### EXERCISE REQUIREMENTS
Start at the line holding "Query: house". Write out that line and each one after it to the end of the data, unchanged.

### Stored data
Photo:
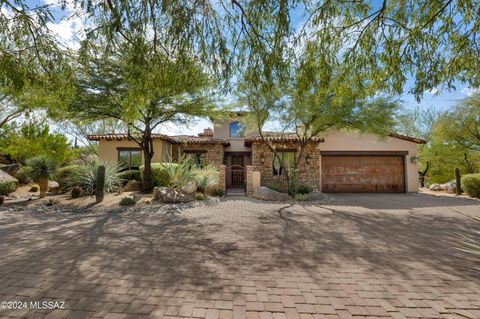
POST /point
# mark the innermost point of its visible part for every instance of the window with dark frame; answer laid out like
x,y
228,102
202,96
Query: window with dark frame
x,y
130,158
288,159
237,129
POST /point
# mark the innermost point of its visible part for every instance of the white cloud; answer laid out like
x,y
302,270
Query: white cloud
x,y
470,91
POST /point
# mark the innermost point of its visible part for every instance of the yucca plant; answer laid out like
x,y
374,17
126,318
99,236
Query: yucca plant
x,y
205,177
41,169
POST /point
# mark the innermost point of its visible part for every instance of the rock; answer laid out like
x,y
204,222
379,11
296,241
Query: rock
x,y
53,187
266,193
190,188
11,169
132,186
5,177
171,195
435,187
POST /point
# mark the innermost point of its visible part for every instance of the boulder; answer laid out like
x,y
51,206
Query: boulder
x,y
435,187
53,187
171,195
190,188
11,169
4,177
266,193
132,186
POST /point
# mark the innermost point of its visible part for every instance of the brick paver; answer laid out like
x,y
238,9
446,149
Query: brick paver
x,y
364,256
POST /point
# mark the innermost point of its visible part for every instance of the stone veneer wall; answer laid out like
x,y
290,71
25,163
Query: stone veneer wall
x,y
213,156
308,174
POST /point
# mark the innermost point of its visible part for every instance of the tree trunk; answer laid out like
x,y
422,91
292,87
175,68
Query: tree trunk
x,y
147,146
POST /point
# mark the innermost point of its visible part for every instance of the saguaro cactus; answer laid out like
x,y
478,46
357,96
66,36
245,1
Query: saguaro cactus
x,y
100,183
458,180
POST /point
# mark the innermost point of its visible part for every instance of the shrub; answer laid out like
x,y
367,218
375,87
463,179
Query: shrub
x,y
86,176
76,192
64,174
7,187
160,175
301,197
127,201
218,192
205,177
131,175
274,186
471,185
303,189
41,169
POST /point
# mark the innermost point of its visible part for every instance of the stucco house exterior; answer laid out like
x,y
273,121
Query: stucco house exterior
x,y
341,161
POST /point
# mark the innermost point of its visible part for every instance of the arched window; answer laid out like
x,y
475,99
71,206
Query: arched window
x,y
237,129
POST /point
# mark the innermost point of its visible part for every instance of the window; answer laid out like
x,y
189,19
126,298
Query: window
x,y
198,158
130,158
237,129
288,159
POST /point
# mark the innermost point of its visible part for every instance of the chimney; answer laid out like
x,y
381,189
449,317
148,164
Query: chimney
x,y
208,132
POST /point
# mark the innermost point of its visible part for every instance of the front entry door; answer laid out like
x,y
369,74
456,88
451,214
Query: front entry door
x,y
237,169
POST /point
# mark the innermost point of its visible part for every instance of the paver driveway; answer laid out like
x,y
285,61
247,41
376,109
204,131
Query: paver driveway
x,y
363,255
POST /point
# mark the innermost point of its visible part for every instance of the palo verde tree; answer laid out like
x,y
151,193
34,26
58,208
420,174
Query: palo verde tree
x,y
143,87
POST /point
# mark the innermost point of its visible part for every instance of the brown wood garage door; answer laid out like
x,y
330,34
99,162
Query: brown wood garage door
x,y
363,174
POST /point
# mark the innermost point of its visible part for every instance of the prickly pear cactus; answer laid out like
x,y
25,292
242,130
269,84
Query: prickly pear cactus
x,y
100,183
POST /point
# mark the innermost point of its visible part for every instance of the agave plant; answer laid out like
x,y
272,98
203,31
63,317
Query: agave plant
x,y
41,169
85,176
205,177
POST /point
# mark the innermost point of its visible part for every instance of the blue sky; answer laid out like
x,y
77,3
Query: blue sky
x,y
68,31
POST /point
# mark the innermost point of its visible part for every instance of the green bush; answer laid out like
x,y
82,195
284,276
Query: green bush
x,y
301,197
205,177
64,174
7,187
160,175
303,189
132,174
85,176
471,185
274,186
127,201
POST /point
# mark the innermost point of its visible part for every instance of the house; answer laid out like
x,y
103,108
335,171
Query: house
x,y
337,162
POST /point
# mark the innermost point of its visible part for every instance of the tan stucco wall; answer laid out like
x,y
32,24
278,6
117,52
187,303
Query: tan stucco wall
x,y
107,150
351,141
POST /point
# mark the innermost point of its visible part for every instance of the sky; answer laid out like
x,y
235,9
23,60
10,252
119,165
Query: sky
x,y
69,31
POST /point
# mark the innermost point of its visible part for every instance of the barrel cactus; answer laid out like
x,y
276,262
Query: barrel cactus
x,y
100,183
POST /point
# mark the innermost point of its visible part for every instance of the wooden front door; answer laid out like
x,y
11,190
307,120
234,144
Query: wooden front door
x,y
237,171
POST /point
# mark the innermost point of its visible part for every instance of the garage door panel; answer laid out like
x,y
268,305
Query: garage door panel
x,y
369,174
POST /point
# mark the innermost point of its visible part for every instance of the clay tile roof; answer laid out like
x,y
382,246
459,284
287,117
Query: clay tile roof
x,y
119,137
278,137
407,138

### TASK SOLUTION
Query: house
x,y
337,162
POST /point
# mark the innermost point of its visible part for every instance of the tan stucco wall; answer laid out like
x,y
32,24
278,6
117,52
187,303
Query: tan stucco wall
x,y
107,150
351,141
POST /point
# mark the innermost point of its visible part for every instance of the sky; answer laid out like
x,y
235,9
23,60
10,252
119,165
Query: sky
x,y
69,31
POST /point
# mark the innermost point of its visible part for every instance of the barrel cactus; answer laid out like
x,y
276,262
Query: barrel cactus
x,y
100,183
POST /point
# mark the innermost point of its visible part for every instance of the wooden front door; answer laid out like
x,y
11,190
307,120
234,144
Query: wooden front door
x,y
237,171
POST /point
# mark the innermost point of its visible part for every instance of the garage door panel; answer laid out like
x,y
268,305
Query: garage door panel
x,y
369,174
POST /point
# mark the innermost point of its visible part for every instance of the clay tile roof; answer laid out like
x,y
382,246
459,284
287,117
Query: clay tile roof
x,y
119,137
278,137
407,138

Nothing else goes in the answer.